## REQUIRED WORK
Can you output the records below exactly as they are written?

## ENTRIES SUPPLIED

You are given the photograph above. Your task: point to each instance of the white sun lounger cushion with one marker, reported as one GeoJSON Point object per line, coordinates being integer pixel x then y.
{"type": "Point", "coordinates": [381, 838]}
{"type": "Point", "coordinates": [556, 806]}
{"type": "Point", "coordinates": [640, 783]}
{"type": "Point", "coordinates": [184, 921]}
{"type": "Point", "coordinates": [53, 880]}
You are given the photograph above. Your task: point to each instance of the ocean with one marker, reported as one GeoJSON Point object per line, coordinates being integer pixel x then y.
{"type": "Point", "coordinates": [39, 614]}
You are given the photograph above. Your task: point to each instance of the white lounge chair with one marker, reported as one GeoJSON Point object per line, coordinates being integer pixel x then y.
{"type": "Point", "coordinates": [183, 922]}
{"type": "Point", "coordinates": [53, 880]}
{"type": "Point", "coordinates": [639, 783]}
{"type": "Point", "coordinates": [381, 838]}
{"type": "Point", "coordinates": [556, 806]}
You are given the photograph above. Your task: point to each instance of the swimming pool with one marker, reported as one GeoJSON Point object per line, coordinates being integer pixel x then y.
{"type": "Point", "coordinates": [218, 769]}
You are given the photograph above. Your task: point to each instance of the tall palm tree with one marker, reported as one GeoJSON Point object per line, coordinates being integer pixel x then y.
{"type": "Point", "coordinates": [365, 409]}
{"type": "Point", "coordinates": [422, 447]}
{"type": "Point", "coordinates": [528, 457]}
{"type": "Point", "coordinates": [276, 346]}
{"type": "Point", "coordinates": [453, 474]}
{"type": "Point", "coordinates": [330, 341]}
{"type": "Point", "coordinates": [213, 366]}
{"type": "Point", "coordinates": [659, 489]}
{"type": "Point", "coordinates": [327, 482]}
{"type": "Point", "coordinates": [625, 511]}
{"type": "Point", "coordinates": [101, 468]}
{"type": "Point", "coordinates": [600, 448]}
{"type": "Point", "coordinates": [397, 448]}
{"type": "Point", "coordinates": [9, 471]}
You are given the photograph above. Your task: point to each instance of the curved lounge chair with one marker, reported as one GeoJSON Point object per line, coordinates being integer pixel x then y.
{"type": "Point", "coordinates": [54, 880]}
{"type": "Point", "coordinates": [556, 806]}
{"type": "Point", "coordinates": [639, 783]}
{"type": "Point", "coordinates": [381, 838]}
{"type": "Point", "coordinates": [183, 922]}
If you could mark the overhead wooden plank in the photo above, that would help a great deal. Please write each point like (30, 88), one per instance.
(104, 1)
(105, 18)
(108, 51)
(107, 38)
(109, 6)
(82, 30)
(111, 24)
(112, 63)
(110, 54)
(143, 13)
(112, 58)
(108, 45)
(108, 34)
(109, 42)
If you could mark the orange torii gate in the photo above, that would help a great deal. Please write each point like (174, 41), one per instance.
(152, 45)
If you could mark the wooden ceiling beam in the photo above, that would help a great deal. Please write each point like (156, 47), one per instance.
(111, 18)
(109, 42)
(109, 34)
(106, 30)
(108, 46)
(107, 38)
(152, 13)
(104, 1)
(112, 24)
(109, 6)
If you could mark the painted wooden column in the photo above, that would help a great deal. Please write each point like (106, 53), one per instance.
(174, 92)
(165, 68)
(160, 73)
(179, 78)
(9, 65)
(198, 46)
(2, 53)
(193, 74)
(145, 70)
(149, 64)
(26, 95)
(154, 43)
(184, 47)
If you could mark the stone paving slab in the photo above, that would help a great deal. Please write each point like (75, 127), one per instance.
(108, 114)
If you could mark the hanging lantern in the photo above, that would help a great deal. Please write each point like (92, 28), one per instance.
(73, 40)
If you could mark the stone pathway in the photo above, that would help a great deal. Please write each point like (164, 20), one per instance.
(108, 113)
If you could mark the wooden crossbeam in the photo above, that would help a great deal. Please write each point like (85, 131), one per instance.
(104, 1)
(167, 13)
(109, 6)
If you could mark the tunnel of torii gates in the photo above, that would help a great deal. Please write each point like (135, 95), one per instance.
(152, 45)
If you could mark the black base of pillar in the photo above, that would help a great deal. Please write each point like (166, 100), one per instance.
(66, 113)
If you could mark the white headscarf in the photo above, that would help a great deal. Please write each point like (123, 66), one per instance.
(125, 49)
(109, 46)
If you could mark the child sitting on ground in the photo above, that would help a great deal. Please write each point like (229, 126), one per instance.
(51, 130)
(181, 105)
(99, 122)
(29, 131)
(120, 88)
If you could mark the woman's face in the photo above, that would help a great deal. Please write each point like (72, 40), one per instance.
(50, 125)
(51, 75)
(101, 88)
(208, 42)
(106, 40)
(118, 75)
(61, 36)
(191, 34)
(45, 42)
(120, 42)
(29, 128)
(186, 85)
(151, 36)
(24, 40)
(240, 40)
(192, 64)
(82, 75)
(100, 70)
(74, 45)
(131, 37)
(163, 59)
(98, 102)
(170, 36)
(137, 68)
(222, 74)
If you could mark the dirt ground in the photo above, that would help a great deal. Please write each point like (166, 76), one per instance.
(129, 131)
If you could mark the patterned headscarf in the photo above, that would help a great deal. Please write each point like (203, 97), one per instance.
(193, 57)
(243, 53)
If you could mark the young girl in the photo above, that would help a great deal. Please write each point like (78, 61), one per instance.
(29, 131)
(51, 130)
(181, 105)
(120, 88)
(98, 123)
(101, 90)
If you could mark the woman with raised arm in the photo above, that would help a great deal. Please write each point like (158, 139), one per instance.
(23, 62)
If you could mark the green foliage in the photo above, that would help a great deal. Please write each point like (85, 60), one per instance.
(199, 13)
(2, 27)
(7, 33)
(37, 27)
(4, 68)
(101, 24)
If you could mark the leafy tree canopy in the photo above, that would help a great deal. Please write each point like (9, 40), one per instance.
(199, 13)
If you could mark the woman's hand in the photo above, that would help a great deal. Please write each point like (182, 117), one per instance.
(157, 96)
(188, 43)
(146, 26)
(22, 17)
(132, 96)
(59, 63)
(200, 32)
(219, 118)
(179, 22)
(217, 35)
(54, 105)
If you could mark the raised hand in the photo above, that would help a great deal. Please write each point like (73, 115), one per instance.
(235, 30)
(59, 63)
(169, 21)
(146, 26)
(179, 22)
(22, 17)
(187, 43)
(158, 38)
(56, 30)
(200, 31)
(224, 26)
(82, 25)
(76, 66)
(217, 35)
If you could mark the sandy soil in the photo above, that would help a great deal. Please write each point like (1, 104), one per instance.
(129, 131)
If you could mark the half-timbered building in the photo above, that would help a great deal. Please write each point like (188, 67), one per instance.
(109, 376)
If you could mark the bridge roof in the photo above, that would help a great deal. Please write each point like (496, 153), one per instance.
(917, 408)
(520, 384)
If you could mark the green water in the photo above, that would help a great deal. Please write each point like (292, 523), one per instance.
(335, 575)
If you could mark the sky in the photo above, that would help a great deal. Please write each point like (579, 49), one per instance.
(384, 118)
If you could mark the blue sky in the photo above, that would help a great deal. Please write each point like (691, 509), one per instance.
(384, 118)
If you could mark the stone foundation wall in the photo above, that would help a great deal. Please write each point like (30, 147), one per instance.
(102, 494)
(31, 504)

## TASK RESPONSE
You are given the photograph above. Your task: point to each instance of the white sun lounger cushion with one marker, reported as one GeoJSON Point object per line, coordinates being integer pixel x then y.
{"type": "Point", "coordinates": [381, 838]}
{"type": "Point", "coordinates": [556, 806]}
{"type": "Point", "coordinates": [640, 783]}
{"type": "Point", "coordinates": [184, 921]}
{"type": "Point", "coordinates": [53, 880]}
You are given the photograph above. Your task: point to each instance of the ocean with one marker, reported as one GeoJSON Point object per line, coordinates being integer pixel x then y.
{"type": "Point", "coordinates": [39, 614]}
You are given the photograph above. Your task: point to each instance of the white lounge chair with one marker, reported as one GeoJSON Point object per line, coordinates being integer pixel x then y.
{"type": "Point", "coordinates": [183, 922]}
{"type": "Point", "coordinates": [53, 880]}
{"type": "Point", "coordinates": [639, 783]}
{"type": "Point", "coordinates": [381, 838]}
{"type": "Point", "coordinates": [556, 806]}
You are given the photograph above. Your task: point to each instance of the swimming pool with one marker, reported as one GeoJSON Point object per line, coordinates being integer pixel x then y.
{"type": "Point", "coordinates": [218, 769]}
You are given the photograph above. Your task: point to each instance of the tall palm tree with one marker, reported as one GeoJSON Point object per line, coordinates being integer pixel x then y.
{"type": "Point", "coordinates": [365, 409]}
{"type": "Point", "coordinates": [422, 447]}
{"type": "Point", "coordinates": [528, 457]}
{"type": "Point", "coordinates": [276, 346]}
{"type": "Point", "coordinates": [453, 474]}
{"type": "Point", "coordinates": [330, 341]}
{"type": "Point", "coordinates": [213, 366]}
{"type": "Point", "coordinates": [659, 489]}
{"type": "Point", "coordinates": [327, 482]}
{"type": "Point", "coordinates": [625, 511]}
{"type": "Point", "coordinates": [101, 468]}
{"type": "Point", "coordinates": [600, 448]}
{"type": "Point", "coordinates": [397, 448]}
{"type": "Point", "coordinates": [9, 471]}
You are given the photograph above. Your task: point to each instance of the curved lounge chair with one marker, reported as one GeoJSON Point object per line, coordinates being integer pixel x then y.
{"type": "Point", "coordinates": [54, 880]}
{"type": "Point", "coordinates": [556, 806]}
{"type": "Point", "coordinates": [639, 783]}
{"type": "Point", "coordinates": [381, 838]}
{"type": "Point", "coordinates": [183, 922]}
If you could mark the overhead wooden plank in the photo above, that would help a great deal. Please write each point like (30, 88), one per instance.
(104, 1)
(105, 18)
(108, 51)
(107, 38)
(109, 6)
(82, 30)
(111, 24)
(112, 63)
(110, 54)
(143, 13)
(112, 58)
(108, 45)
(108, 34)
(109, 42)
If you could mark the orange torii gate in the photo above, that would help a great deal. Please write each point like (174, 41), one per instance.
(152, 45)
If you could mark the wooden ceiling beam in the photo above, that would help a great deal. Please write each point like (156, 47), one per instance.
(111, 18)
(109, 42)
(109, 34)
(106, 30)
(108, 46)
(107, 38)
(152, 13)
(104, 1)
(112, 24)
(109, 6)
If you could mark the painted wooden column in the photo above, that would help a great deal. Please write each point like (106, 53), one per instance.
(174, 92)
(165, 68)
(160, 73)
(179, 78)
(9, 65)
(198, 46)
(2, 53)
(193, 74)
(145, 70)
(149, 64)
(26, 95)
(154, 43)
(184, 47)
If you could mark the stone paving slab in the photo above, that would help a great deal. Please write each point like (75, 127), one per instance.
(108, 114)
If you could mark the hanging lantern in the photo above, that would help a great deal. Please write each point like (92, 28), one per instance.
(73, 40)
If you could mark the stone pathway in the photo above, that would help a great deal. Please write each point like (164, 20), one per instance.
(108, 113)
If you could mark the wooden crossbeam in the photo above, that would help a great deal. Please write each point like (85, 131), one per instance.
(104, 1)
(167, 13)
(109, 6)
If you could mark the tunnel of torii gates in the photo above, that would help a great deal. Please write each point like (135, 95), one per instance.
(152, 45)
If you could mark the black base of pillar in the photo above, that would help a great deal. Please write each point like (166, 100), one per instance.
(66, 113)
If you could mark the white headscarf in the photo above, that would help a great deal. Please write each point like (123, 66), one per instance.
(125, 49)
(109, 46)
If you could mark the child sitting on ground in the photo above, that would help a great deal. Please write each point like (229, 126), one per instance.
(51, 130)
(181, 105)
(99, 122)
(29, 131)
(120, 88)
If you could mark the woman's face in the photo above, that would help a great deal. Please write each point like (72, 40), one per instance.
(50, 125)
(51, 75)
(101, 88)
(208, 42)
(106, 40)
(118, 75)
(61, 36)
(191, 34)
(45, 42)
(120, 42)
(29, 128)
(186, 85)
(151, 36)
(24, 40)
(240, 40)
(192, 64)
(82, 75)
(100, 70)
(74, 45)
(131, 37)
(163, 59)
(98, 102)
(170, 36)
(137, 68)
(222, 74)
If you could mark the dirt ground in the photo above, that would help a great deal. Please write each point like (166, 76), one per instance.
(129, 131)
If you could mark the patterned headscarf in the photo above, that would help a great deal. Please write each point like (203, 97), one per instance.
(193, 57)
(243, 53)
If you could mark the young girl in the photo above, that would help a great deal. Please write each point like (78, 61), one per instance.
(29, 131)
(51, 130)
(181, 105)
(120, 88)
(98, 123)
(101, 90)
If you could mark the woman with raised arm in the photo above, that would help a great deal. Please write each point like (158, 139), one per instance.
(23, 62)
If you could mark the green foliage in the photo above, that would help a great deal. Please write each point like (85, 60), one per instance.
(199, 13)
(2, 27)
(7, 33)
(37, 27)
(4, 68)
(101, 24)
If you could mark the leafy tree canopy in the photo above, that would help a great deal. Please write each point like (9, 40), one per instance.
(199, 13)
If you could mark the woman's hand in the photo above, that would help a great deal. Please write each point like (182, 117), one per instance.
(157, 96)
(188, 43)
(146, 26)
(22, 17)
(132, 96)
(59, 63)
(200, 32)
(219, 118)
(179, 22)
(217, 35)
(54, 105)
If you could mark the raised hand in the photo above, that would help a great deal. Please write each point like (73, 115), one per instance.
(235, 30)
(59, 63)
(169, 21)
(146, 26)
(179, 22)
(22, 17)
(187, 43)
(158, 38)
(56, 30)
(200, 31)
(224, 26)
(82, 25)
(76, 66)
(217, 35)
If you could mark the sandy soil in the photo above, that would help a great deal. Please write each point like (1, 104), one per instance.
(129, 131)
If you could mark the half-timbered building in the photo above, that would help a great deal. Please write each point like (188, 67), one per instance.
(109, 376)
If you could mark the bridge roof in the photo above, that would help a great deal. Please write each point like (496, 153), one per instance.
(917, 408)
(520, 384)
If you could mark the green water in the photo above, that would help a great deal. Please write each point like (292, 523), one per instance.
(335, 575)
If you could mark the sky in the photo above, that would help a great deal. Please write each point like (579, 49), one per instance.
(384, 118)
If you could mark the blue sky in the photo above, that would help a great deal. Please write each point like (691, 509), one per instance.
(384, 118)
If you could mark the stone foundation wall in the photo above, that would help a great deal. Please write each point like (30, 147), one per instance.
(102, 494)
(31, 504)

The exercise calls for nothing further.